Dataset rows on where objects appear
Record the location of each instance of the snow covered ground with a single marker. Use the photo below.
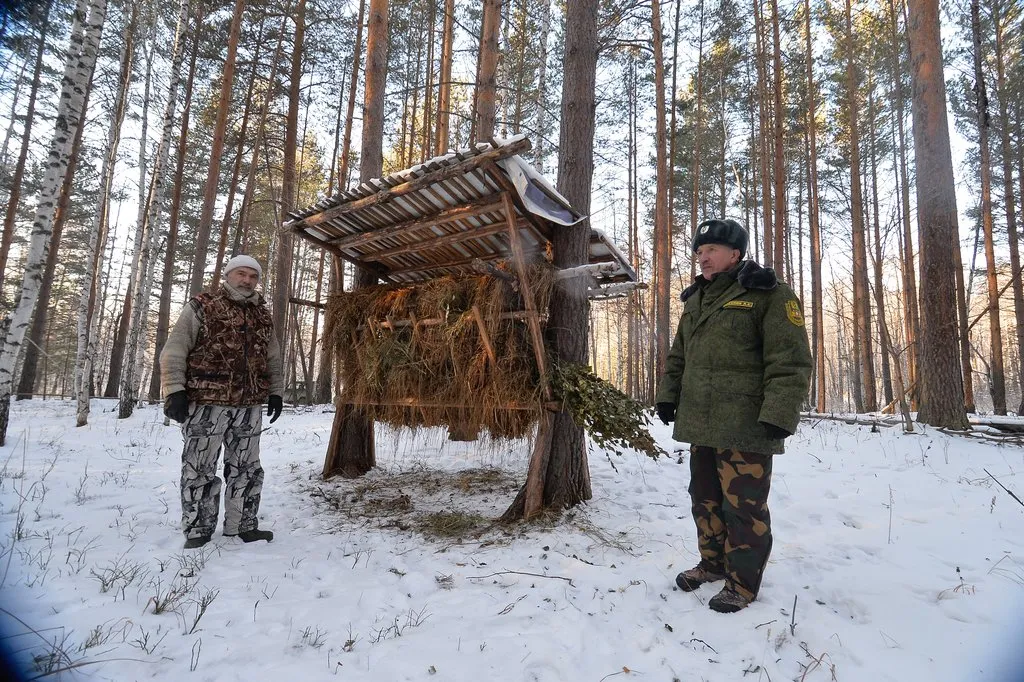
(896, 557)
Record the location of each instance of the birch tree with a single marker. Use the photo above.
(145, 258)
(87, 27)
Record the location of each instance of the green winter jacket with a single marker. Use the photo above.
(740, 359)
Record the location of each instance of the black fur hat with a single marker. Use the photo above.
(722, 230)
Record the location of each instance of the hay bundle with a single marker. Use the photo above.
(414, 355)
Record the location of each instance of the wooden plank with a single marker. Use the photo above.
(437, 241)
(483, 205)
(532, 321)
(417, 183)
(484, 337)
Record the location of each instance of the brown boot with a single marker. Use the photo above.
(690, 580)
(728, 601)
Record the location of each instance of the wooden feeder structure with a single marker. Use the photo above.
(479, 212)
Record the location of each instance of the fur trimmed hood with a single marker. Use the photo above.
(749, 273)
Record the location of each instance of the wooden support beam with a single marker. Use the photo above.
(484, 337)
(548, 407)
(532, 320)
(311, 304)
(409, 186)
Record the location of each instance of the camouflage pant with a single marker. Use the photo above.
(729, 498)
(238, 429)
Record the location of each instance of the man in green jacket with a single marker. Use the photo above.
(734, 381)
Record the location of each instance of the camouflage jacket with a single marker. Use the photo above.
(222, 350)
(739, 359)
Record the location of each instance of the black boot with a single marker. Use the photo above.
(195, 543)
(253, 536)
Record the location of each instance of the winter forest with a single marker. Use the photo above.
(872, 150)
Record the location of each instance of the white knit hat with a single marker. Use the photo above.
(243, 261)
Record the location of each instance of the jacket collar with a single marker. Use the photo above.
(748, 273)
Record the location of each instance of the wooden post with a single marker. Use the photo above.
(537, 471)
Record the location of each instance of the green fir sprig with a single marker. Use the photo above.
(612, 419)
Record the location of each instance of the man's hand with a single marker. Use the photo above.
(775, 432)
(273, 406)
(176, 407)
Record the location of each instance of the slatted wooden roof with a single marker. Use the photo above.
(450, 215)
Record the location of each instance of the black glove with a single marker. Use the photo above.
(176, 407)
(273, 406)
(666, 412)
(775, 432)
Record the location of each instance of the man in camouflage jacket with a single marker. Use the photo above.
(219, 365)
(734, 381)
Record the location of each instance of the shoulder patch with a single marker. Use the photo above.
(793, 312)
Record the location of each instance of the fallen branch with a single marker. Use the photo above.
(520, 572)
(1009, 492)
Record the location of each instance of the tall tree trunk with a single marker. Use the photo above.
(283, 268)
(38, 333)
(89, 290)
(350, 452)
(817, 299)
(942, 387)
(566, 478)
(697, 129)
(880, 292)
(663, 231)
(763, 116)
(242, 245)
(444, 79)
(121, 336)
(778, 169)
(1006, 151)
(216, 151)
(861, 300)
(232, 185)
(542, 85)
(997, 386)
(346, 143)
(170, 255)
(912, 316)
(486, 71)
(81, 59)
(146, 256)
(30, 117)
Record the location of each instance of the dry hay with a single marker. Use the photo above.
(436, 372)
(439, 505)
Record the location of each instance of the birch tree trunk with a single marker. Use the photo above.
(85, 355)
(997, 386)
(30, 117)
(283, 266)
(350, 452)
(1006, 151)
(216, 151)
(817, 301)
(443, 78)
(663, 231)
(80, 61)
(542, 84)
(170, 253)
(146, 257)
(861, 301)
(486, 71)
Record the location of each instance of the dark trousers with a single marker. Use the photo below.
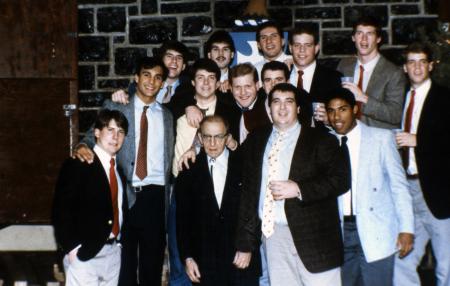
(144, 240)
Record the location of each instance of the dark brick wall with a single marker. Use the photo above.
(112, 33)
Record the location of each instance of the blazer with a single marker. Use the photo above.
(82, 211)
(205, 230)
(383, 202)
(432, 147)
(385, 90)
(318, 167)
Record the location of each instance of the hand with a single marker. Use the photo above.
(282, 190)
(405, 139)
(83, 153)
(120, 96)
(405, 242)
(357, 92)
(192, 270)
(194, 116)
(242, 259)
(184, 160)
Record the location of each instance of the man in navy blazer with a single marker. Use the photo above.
(90, 205)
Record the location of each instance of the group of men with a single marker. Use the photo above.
(319, 177)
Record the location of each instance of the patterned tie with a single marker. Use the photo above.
(268, 213)
(360, 86)
(114, 196)
(141, 162)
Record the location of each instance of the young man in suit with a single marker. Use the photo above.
(424, 142)
(378, 85)
(90, 205)
(292, 176)
(146, 159)
(377, 210)
(208, 196)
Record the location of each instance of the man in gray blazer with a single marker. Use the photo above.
(145, 160)
(378, 85)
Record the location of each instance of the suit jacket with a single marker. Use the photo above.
(319, 169)
(432, 147)
(82, 208)
(383, 202)
(385, 90)
(205, 230)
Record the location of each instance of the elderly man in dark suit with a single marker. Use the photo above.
(291, 178)
(90, 206)
(146, 159)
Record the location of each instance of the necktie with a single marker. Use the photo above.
(300, 80)
(346, 153)
(268, 214)
(360, 86)
(166, 97)
(141, 162)
(114, 194)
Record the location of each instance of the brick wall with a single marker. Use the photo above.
(112, 33)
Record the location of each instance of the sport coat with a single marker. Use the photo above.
(82, 211)
(318, 167)
(205, 230)
(433, 149)
(386, 89)
(383, 202)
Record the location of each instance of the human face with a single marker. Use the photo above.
(244, 90)
(213, 137)
(221, 53)
(284, 110)
(418, 68)
(270, 43)
(303, 50)
(341, 115)
(366, 41)
(149, 82)
(110, 138)
(205, 84)
(174, 62)
(271, 78)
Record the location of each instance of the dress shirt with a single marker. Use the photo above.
(353, 144)
(308, 74)
(368, 70)
(105, 159)
(419, 99)
(285, 154)
(155, 143)
(219, 174)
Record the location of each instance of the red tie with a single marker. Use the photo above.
(300, 80)
(114, 194)
(360, 86)
(141, 162)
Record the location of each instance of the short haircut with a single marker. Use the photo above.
(150, 63)
(214, 118)
(271, 24)
(105, 116)
(275, 66)
(219, 36)
(304, 29)
(241, 70)
(205, 64)
(419, 48)
(343, 94)
(368, 21)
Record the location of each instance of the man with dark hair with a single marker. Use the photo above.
(146, 160)
(292, 175)
(90, 205)
(378, 85)
(377, 210)
(424, 142)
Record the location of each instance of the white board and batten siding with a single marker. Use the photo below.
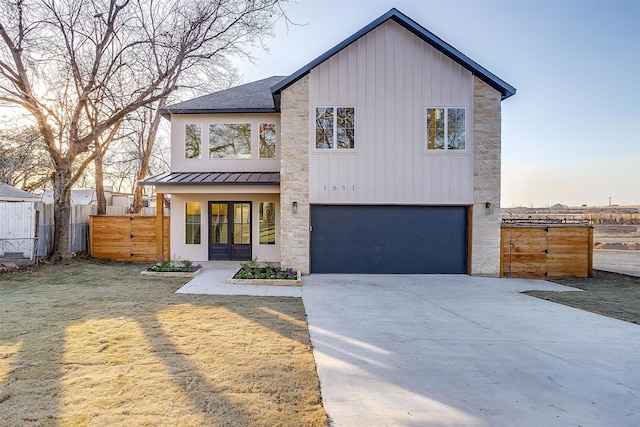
(391, 76)
(17, 229)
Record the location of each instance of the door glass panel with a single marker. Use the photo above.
(242, 223)
(219, 226)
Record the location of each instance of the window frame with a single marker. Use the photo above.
(196, 227)
(275, 139)
(260, 222)
(335, 131)
(210, 145)
(445, 147)
(200, 145)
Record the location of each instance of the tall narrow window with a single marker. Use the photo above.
(324, 127)
(455, 128)
(345, 128)
(445, 124)
(335, 127)
(230, 141)
(435, 128)
(192, 141)
(267, 223)
(192, 222)
(267, 140)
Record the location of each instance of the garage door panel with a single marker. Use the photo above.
(388, 239)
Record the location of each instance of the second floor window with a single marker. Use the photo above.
(335, 127)
(230, 141)
(267, 140)
(192, 141)
(445, 128)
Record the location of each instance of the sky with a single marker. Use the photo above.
(571, 133)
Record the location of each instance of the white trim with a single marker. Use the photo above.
(312, 130)
(468, 130)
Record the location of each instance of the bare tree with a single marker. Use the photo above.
(23, 162)
(79, 67)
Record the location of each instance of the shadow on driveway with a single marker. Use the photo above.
(467, 351)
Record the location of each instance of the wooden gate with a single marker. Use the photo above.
(546, 251)
(130, 237)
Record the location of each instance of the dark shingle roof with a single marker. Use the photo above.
(254, 97)
(482, 73)
(214, 178)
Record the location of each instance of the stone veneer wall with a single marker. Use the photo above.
(485, 231)
(294, 176)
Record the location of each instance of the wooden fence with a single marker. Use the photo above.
(18, 224)
(546, 251)
(130, 238)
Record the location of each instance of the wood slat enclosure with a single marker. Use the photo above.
(546, 251)
(127, 238)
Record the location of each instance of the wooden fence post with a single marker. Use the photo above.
(160, 227)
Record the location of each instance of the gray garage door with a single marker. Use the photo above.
(388, 239)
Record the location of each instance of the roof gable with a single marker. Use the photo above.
(254, 97)
(491, 79)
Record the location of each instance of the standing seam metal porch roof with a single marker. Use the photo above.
(214, 178)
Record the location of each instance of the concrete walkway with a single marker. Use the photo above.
(467, 351)
(213, 281)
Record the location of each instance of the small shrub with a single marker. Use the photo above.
(253, 270)
(173, 267)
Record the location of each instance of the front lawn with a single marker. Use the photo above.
(95, 343)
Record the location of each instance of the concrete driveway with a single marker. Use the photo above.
(467, 351)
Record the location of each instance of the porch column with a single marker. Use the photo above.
(159, 227)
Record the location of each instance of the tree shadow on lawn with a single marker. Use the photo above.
(121, 349)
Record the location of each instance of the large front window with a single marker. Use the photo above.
(230, 141)
(335, 127)
(192, 223)
(445, 128)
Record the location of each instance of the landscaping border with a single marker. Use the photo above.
(171, 273)
(264, 282)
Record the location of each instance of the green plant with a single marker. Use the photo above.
(253, 270)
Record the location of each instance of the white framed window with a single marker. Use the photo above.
(267, 223)
(192, 140)
(192, 223)
(446, 128)
(335, 127)
(267, 140)
(230, 141)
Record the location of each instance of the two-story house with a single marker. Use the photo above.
(380, 156)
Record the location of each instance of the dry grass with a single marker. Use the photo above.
(94, 343)
(609, 294)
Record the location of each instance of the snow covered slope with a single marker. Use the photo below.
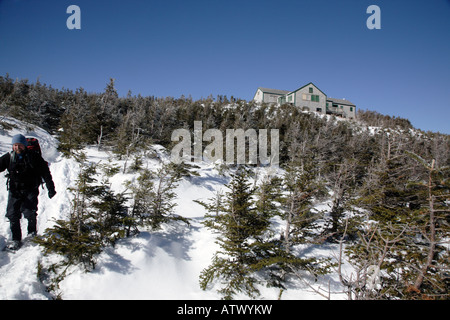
(152, 265)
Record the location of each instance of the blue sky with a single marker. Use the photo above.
(202, 47)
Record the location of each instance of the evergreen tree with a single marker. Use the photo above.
(237, 225)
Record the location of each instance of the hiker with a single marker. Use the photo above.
(26, 171)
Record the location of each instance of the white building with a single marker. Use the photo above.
(308, 98)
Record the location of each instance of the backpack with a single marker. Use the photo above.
(32, 146)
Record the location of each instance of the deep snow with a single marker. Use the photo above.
(152, 265)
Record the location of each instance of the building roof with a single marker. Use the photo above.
(275, 91)
(341, 101)
(306, 86)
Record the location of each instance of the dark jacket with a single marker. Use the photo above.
(26, 171)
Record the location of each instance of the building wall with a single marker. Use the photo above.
(310, 101)
(266, 97)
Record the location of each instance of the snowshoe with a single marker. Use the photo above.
(13, 246)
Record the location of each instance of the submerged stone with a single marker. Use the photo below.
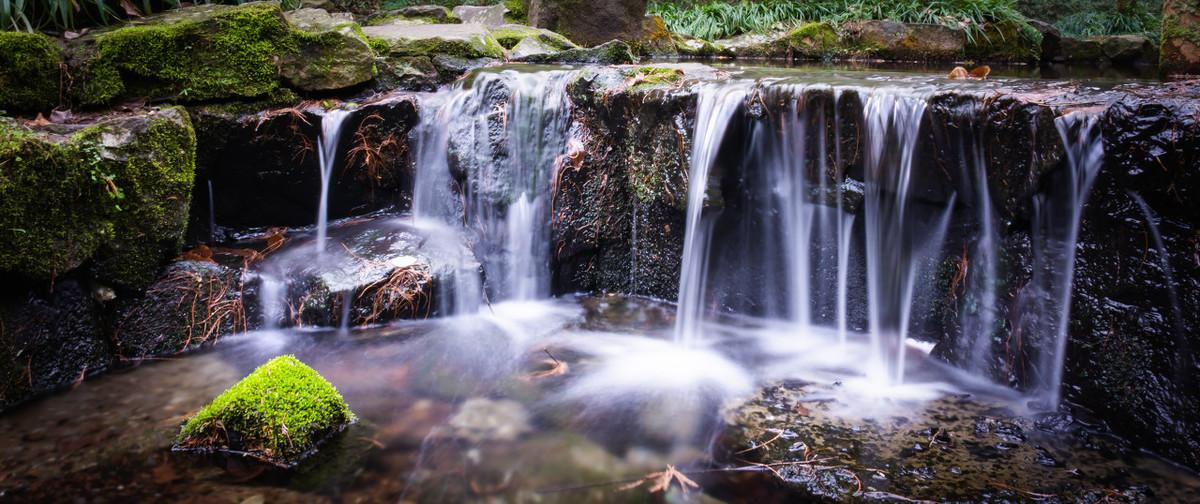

→ WHAT IS BEING ASKED:
Only the lines from the one holding "Record the location of each instance of the two-story" through the last line of the records should be output, please, exactly and without any pictures.

→ ANSWER:
Record the location of each instance of the two-story house with a single marker. Use the photo above.
(380, 156)
Record the location of each instance of the dry grass with a single marker. Use the photo above.
(94, 343)
(609, 294)
Record the location of each instance of the snow covered slope with a single marker. Use the photo below.
(152, 265)
Record the location of each instance of the blue sky with a single marker. Use the photo above.
(202, 47)
Record the location of each instance of the evergreen tree with a single marker. Use the photo above.
(237, 225)
Record the location of each instance of the hiker with a single marker. Use the photo above.
(26, 171)
Record the location of each instance of the white building with a single marker. Use the photo above.
(308, 98)
Record the location of each instance of the backpack with a single marker. Use the photo above.
(32, 146)
Record the location of each instance of the deep snow with a single marker. Use the photo above.
(152, 265)
Record the location of each instance of the building roof with a single marker. Use the photo above.
(275, 91)
(341, 101)
(306, 86)
Record the location of each instance of the dark jacket with a single marker. Use the photo above.
(26, 171)
Record the location of each instance of the building wall with a single marker. Use the photo above.
(310, 101)
(266, 97)
Record the location of each instance of the snowshoe with a single marker. Use the photo above.
(13, 246)
Record the location of each instance of the submerged stone with a single marker. Use the photo below.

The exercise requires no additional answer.